# PROBLEM STATEMENT:
Print exactly, and only, the lines running from the line containing "woman's ear shown in this photo." through the end of the records below.

# DATA TO USE:
────────────────────────────────────────
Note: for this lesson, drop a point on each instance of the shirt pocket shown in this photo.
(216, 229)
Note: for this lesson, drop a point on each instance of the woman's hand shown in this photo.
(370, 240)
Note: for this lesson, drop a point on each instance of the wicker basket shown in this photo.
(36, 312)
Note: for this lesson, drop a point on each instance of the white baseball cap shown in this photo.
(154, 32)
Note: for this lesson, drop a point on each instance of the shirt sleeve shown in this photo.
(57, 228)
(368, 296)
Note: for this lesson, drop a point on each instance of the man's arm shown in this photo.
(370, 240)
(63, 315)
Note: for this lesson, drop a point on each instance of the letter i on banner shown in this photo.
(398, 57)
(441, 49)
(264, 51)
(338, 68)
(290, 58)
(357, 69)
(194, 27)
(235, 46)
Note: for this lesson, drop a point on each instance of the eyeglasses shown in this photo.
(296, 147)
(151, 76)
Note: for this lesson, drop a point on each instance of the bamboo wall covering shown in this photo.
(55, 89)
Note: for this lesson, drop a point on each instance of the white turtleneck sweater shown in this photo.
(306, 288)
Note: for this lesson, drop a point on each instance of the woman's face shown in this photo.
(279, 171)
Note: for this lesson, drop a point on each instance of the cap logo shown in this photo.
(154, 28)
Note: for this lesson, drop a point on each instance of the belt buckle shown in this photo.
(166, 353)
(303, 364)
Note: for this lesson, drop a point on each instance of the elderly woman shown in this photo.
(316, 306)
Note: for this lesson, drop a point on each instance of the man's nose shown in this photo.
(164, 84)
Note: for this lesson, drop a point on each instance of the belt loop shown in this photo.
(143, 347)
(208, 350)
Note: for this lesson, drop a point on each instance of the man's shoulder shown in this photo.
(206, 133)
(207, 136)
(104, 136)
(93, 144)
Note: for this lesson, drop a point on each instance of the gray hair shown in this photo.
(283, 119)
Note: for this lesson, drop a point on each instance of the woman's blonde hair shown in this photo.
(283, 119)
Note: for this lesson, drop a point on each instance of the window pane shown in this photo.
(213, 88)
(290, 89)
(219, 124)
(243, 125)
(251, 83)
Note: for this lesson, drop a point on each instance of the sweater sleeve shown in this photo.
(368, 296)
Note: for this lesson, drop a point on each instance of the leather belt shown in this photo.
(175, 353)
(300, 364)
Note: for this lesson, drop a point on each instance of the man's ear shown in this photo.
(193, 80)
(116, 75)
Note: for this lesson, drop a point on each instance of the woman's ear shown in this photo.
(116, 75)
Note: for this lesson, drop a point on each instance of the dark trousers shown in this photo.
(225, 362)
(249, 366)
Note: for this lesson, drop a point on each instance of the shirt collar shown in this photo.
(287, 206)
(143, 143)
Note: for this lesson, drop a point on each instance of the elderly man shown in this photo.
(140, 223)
────────────────────────────────────────
# SOLUTION FOR THIS TASK:
Note: for this lesson, drop a point on each instance of the woman's ear shown in this photo.
(116, 75)
Note: for this lesson, drop a point on each instance of the dark trousers shown in this photo.
(225, 362)
(249, 366)
Note: for this lesson, drop a point on each instance of the shirt collar shown in this photo.
(287, 206)
(143, 143)
Note: for this lesson, drop a point on each instance of the elderly man shown in this photo.
(140, 223)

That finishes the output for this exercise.